- [Goal]: Could you quote the stretch of data below, from the line containing "Return one point per instance of the tower" through the end, repeating every line exactly?

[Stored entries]
★ ★ ★ ★ ★

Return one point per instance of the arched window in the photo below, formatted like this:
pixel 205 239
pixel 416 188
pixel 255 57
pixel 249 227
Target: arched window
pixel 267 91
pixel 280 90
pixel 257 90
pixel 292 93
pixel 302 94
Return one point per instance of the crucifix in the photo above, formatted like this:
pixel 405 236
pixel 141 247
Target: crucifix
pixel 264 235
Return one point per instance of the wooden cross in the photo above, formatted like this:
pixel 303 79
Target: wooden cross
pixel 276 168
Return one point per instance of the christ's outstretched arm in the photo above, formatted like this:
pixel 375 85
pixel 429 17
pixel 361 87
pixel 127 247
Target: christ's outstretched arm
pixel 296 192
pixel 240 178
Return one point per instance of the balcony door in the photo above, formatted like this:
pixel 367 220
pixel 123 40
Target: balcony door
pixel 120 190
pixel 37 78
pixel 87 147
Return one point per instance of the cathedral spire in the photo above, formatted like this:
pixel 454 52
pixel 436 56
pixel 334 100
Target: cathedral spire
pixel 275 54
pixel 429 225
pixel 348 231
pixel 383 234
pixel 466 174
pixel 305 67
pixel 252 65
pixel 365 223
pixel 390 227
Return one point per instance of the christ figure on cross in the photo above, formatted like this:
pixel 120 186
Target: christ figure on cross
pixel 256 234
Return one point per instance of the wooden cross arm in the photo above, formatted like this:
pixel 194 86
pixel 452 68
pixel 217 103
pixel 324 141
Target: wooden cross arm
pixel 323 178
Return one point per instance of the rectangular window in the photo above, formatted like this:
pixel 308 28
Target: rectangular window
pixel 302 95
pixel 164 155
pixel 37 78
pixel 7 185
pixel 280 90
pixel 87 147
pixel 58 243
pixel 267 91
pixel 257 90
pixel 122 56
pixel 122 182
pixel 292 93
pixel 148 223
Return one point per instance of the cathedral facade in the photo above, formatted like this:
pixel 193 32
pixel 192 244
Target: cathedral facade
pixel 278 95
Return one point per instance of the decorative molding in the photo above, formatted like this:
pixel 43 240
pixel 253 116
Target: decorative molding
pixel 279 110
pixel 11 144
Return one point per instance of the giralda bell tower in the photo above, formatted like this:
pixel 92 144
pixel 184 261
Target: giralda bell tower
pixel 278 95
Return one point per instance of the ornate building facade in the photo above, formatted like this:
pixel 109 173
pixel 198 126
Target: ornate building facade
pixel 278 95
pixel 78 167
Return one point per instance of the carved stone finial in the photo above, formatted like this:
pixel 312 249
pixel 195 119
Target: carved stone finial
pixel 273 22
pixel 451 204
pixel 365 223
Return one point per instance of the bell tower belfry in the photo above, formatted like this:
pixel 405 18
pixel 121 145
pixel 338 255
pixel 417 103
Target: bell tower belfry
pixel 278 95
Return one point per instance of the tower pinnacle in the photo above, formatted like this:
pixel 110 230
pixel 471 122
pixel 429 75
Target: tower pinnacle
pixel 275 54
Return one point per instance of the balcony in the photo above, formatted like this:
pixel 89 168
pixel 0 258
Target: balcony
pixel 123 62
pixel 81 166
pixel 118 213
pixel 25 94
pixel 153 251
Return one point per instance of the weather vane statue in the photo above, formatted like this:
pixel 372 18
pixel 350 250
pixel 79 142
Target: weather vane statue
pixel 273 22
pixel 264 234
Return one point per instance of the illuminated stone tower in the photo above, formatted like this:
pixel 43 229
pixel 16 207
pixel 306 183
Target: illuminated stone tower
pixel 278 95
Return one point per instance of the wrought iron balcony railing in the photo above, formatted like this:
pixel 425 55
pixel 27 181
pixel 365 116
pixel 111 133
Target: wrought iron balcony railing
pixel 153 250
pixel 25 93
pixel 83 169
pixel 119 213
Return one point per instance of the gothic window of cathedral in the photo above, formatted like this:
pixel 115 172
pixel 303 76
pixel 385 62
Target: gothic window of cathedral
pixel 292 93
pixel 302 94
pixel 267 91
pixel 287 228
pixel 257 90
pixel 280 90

★ ★ ★ ★ ★

- [Task answer]:
Return one point per instance of the tower pinnacle in the photo above, formatted like this:
pixel 110 230
pixel 471 122
pixel 429 75
Target: tower pinnacle
pixel 275 54
Return one point per instance of the balcony in the photo above, formatted like this:
pixel 89 168
pixel 0 258
Target: balcony
pixel 123 62
pixel 81 166
pixel 118 213
pixel 25 94
pixel 153 251
Return one point per instance of the weather vane statue in the photo above, formatted like this:
pixel 372 18
pixel 350 250
pixel 79 142
Target: weather vane statue
pixel 273 22
pixel 264 234
Return one point per instance of the illuminated stone tower in the photo above, formatted like this:
pixel 43 229
pixel 16 207
pixel 306 183
Target: illuminated stone tower
pixel 278 95
Return one point per instance of the wrought iron balcony railing in the photo above, formatted like this:
pixel 425 55
pixel 27 181
pixel 365 116
pixel 111 133
Target: wrought iron balcony railing
pixel 153 250
pixel 25 93
pixel 83 169
pixel 119 213
Return one point per instance of the gothic window of cathedral in the photo above, formatted like this:
pixel 115 172
pixel 303 76
pixel 385 62
Target: gothic window of cathedral
pixel 292 93
pixel 302 94
pixel 267 91
pixel 287 228
pixel 257 90
pixel 280 90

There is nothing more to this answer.